# [Bron]

_ _ _ _ _ _ _

Hoofdstuk 2 Behandeling van de bezwaar- en beroepschriften

Paragraaf 1 de commissie

Artikel 2 inleidende bepaling

  • 1

    Er is een commissie ter voorbereiding van de beslissing op bezwaar- en beroepschriften als bedoeld in artikel 1:5 van de wet, genaamd Bezwaar- en beroepschriftencommissie.

  • 2

    De commissie is niet bevoegd te adviseren ten aanzien van bezwaar- en beroepschriften die zijn ingediend tegen besluiten op grond van wettelijke voorschriften met betrekking tot:

    • a.

      belastingaangelegenheden en de Wet waardering onroerende zaken;

    • b.

      rechtspositionele aangelegenheden van het gemeentelijk personeel.

Artikel 3 samenstelling van de commissie

  • 1

    De commissie bestaat uit een voorzitter en drie leden, die worden benoemd, geschorst en ontslagen door de gemeenteraad op voorstel van burgemeester en wethouders.

  • 2

    De gemeenteraad kan op voorstel van burgemeester en wethouders plaatsvervangende leden benoemen.

_ _ _ _ _ _ _

# [Schriftelijke opdracht a]
Kun je uit de tekst over de bezwaar- en beroepschriftencommissie het stuk van "Paragraaf 1 de" tot en met "Bezwaar- en beroepschriftencommissie." woord voor woord overschrijven?

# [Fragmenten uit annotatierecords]
_ _ _ _ _ _ _

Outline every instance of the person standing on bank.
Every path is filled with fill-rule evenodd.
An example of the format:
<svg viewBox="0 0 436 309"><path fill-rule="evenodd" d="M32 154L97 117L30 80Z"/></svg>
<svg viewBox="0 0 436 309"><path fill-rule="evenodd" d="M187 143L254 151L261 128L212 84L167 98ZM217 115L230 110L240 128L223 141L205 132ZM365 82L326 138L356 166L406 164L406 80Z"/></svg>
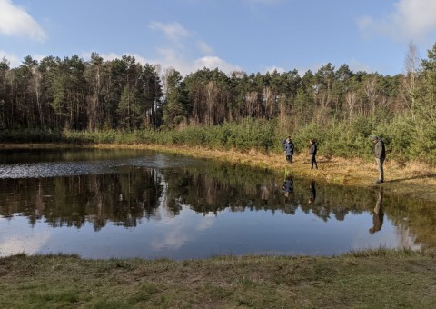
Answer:
<svg viewBox="0 0 436 309"><path fill-rule="evenodd" d="M384 182L384 170L383 163L386 159L386 149L384 147L384 142L379 136L372 136L372 143L374 143L374 154L375 162L377 163L377 168L379 169L379 179L376 184L382 184Z"/></svg>
<svg viewBox="0 0 436 309"><path fill-rule="evenodd" d="M286 139L283 141L283 149L284 154L286 155L286 161L288 163L292 163L293 143L291 140L291 136L286 137Z"/></svg>
<svg viewBox="0 0 436 309"><path fill-rule="evenodd" d="M309 154L311 154L311 169L313 169L313 165L318 169L318 163L316 162L316 153L318 152L318 145L316 145L313 138L309 140L311 148L309 149Z"/></svg>

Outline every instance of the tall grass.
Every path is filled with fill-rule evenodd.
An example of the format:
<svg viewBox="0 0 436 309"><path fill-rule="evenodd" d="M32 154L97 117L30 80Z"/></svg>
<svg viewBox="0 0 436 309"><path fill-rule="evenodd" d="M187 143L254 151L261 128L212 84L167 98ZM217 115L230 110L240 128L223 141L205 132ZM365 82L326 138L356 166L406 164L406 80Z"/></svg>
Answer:
<svg viewBox="0 0 436 309"><path fill-rule="evenodd" d="M3 131L0 133L0 142L154 144L281 153L282 141L285 136L291 135L297 153L307 152L309 139L314 138L322 155L370 159L372 157L370 137L377 135L385 141L390 159L436 164L436 121L414 123L406 115L401 115L389 121L358 117L351 123L331 121L322 125L311 123L293 132L285 132L281 127L275 119L244 119L220 125L195 125L172 130L89 132L29 129Z"/></svg>

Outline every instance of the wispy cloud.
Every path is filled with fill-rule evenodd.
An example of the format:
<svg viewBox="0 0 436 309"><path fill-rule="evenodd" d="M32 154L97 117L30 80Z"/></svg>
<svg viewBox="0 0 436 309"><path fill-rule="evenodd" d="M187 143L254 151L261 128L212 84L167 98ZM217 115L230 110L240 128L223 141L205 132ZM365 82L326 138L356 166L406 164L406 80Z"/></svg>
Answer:
<svg viewBox="0 0 436 309"><path fill-rule="evenodd" d="M379 34L397 41L421 41L436 32L435 12L434 0L399 0L384 18L362 16L358 25L366 35Z"/></svg>
<svg viewBox="0 0 436 309"><path fill-rule="evenodd" d="M164 32L165 36L172 41L179 41L182 38L191 35L191 33L177 22L170 24L151 22L150 29Z"/></svg>
<svg viewBox="0 0 436 309"><path fill-rule="evenodd" d="M250 5L276 5L281 3L282 0L243 0L244 3L250 4Z"/></svg>
<svg viewBox="0 0 436 309"><path fill-rule="evenodd" d="M21 65L20 60L15 55L6 53L3 50L0 50L0 59L6 59L9 61L9 66L10 67L16 67Z"/></svg>
<svg viewBox="0 0 436 309"><path fill-rule="evenodd" d="M203 54L205 55L211 55L213 53L213 48L209 46L209 45L206 42L203 41L198 41L197 42L198 48Z"/></svg>
<svg viewBox="0 0 436 309"><path fill-rule="evenodd" d="M165 68L173 67L179 71L183 75L201 70L204 67L209 69L218 68L225 74L231 74L233 71L241 71L238 65L233 65L217 56L204 56L193 60L184 59L176 50L171 48L162 48L158 50L159 56L154 59L146 58L139 54L125 53L118 55L115 53L99 54L106 61L121 59L123 55L134 56L136 62L145 65L158 65L162 71ZM0 54L1 55L1 54ZM84 53L82 56L85 59L91 57L91 53Z"/></svg>
<svg viewBox="0 0 436 309"><path fill-rule="evenodd" d="M11 0L0 0L0 33L6 35L25 35L39 42L47 37L42 26Z"/></svg>

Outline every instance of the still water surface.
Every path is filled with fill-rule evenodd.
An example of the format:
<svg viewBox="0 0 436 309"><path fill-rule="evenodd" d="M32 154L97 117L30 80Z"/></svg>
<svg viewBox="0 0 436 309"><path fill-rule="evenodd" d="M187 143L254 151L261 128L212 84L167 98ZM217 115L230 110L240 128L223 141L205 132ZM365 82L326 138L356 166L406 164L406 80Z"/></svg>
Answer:
<svg viewBox="0 0 436 309"><path fill-rule="evenodd" d="M142 150L2 150L0 256L180 260L436 247L434 205L290 170L285 177Z"/></svg>

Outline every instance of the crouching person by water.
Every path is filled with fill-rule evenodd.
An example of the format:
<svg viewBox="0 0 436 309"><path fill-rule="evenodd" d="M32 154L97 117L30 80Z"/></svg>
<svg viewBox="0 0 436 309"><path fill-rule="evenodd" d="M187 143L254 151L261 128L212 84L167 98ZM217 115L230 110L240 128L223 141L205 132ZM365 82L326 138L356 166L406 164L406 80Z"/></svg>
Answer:
<svg viewBox="0 0 436 309"><path fill-rule="evenodd" d="M286 137L283 141L283 149L284 154L286 155L286 162L292 163L292 156L293 156L293 143L291 140L291 136Z"/></svg>
<svg viewBox="0 0 436 309"><path fill-rule="evenodd" d="M382 184L384 182L384 170L383 164L386 159L386 149L384 147L384 142L379 136L372 136L372 143L374 143L374 154L375 162L377 163L377 168L379 169L379 179L376 184Z"/></svg>
<svg viewBox="0 0 436 309"><path fill-rule="evenodd" d="M316 145L313 138L309 140L311 147L309 148L309 154L311 154L311 169L313 169L313 165L318 169L318 163L316 162L316 153L318 152L318 145Z"/></svg>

_ _ _ _ _ _ _

# [Schriftelijke opdracht b]
Kun je de rijen van de annotatierecords, van de regel met "Outline every instance of the wispy cloud." tot en met de regel met "0L0 0L0 33L6", omzetten naar een CSV met twee kolommen, opdracht en antwoord? Zet elke opdracht met het bijbehorende antwoord op één CSV-regel, met elk veld tussen aanhalingstekens en regeleinden vervangen door spaties.

# [Schriftelijk antwoord a]
Paragraaf 1 de commissie

Artikel 2 inleidende bepaling

  • 1

    Er is een commissie ter voorbereiding van de beslissing op bezwaar- en beroepschriften als bedoeld in artikel 1:5 van de wet, genaamd Bezwaar- en beroepschriftencommissie.

# [Schriftelijk antwoord b]
opdracht,antwoord
"Outline every instance of the wispy cloud. Every path is filled with fill-rule evenodd. An example of the format: <svg viewBox=""0 0 436 309""><path fill-rule=""evenodd"" d=""M32 154L97 117L30 80Z""/></svg> <svg viewBox=""0 0 436 309""><path fill-rule=""evenodd"" d=""M187 143L254 151L261 128L212 84L167 98ZM217 115L230 110L240 128L223 141L205 132ZM365 82L326 138L356 166L406 164L406 80Z""/></svg> Answer:","<svg viewBox=""0 0 436 309""><path fill-rule=""evenodd"" d=""M379 34L397 41L421 41L436 32L435 12L434 0L399 0L384 18L362 16L358 25L366 35Z""/></svg> <svg viewBox=""0 0 436 309""><path fill-rule=""evenodd"" d=""M164 32L165 36L172 41L179 41L182 38L191 35L191 33L177 22L170 24L151 22L150 29Z""/></svg> <svg viewBox=""0 0 436 309""><path fill-rule=""evenodd"" d=""M250 5L276 5L281 3L282 0L243 0L244 3L250 4Z""/></svg> <svg viewBox=""0 0 436 309""><path fill-rule=""evenodd"" d=""M21 65L20 60L15 55L6 53L3 50L0 50L0 59L6 59L9 61L9 66L10 67L16 67Z""/></svg> <svg viewBox=""0 0 436 309""><path fill-rule=""evenodd"" d=""M203 54L205 55L211 55L213 53L213 48L209 46L209 45L206 42L203 41L198 41L197 42L198 48Z""/></svg> <svg viewBox=""0 0 436 309""><path fill-rule=""evenodd"" d=""M165 68L173 67L179 71L183 75L201 70L204 67L209 69L218 68L225 74L231 74L233 71L241 71L238 65L233 65L217 56L204 56L193 60L184 59L176 50L171 48L162 48L158 50L159 56L154 59L146 58L139 54L125 53L118 55L115 53L99 54L106 61L121 59L123 55L134 56L136 62L145 65L158 65L162 71ZM0 54L1 55L1 54ZM84 53L82 56L85 59L91 57L91 53Z""/></svg> <svg viewBox=""0 0 436 309""><path fill-rule=""evenodd"" d=""M11 0L0 0L0 33L6 35L25 35L39 42L47 37L42 26Z""/></svg>"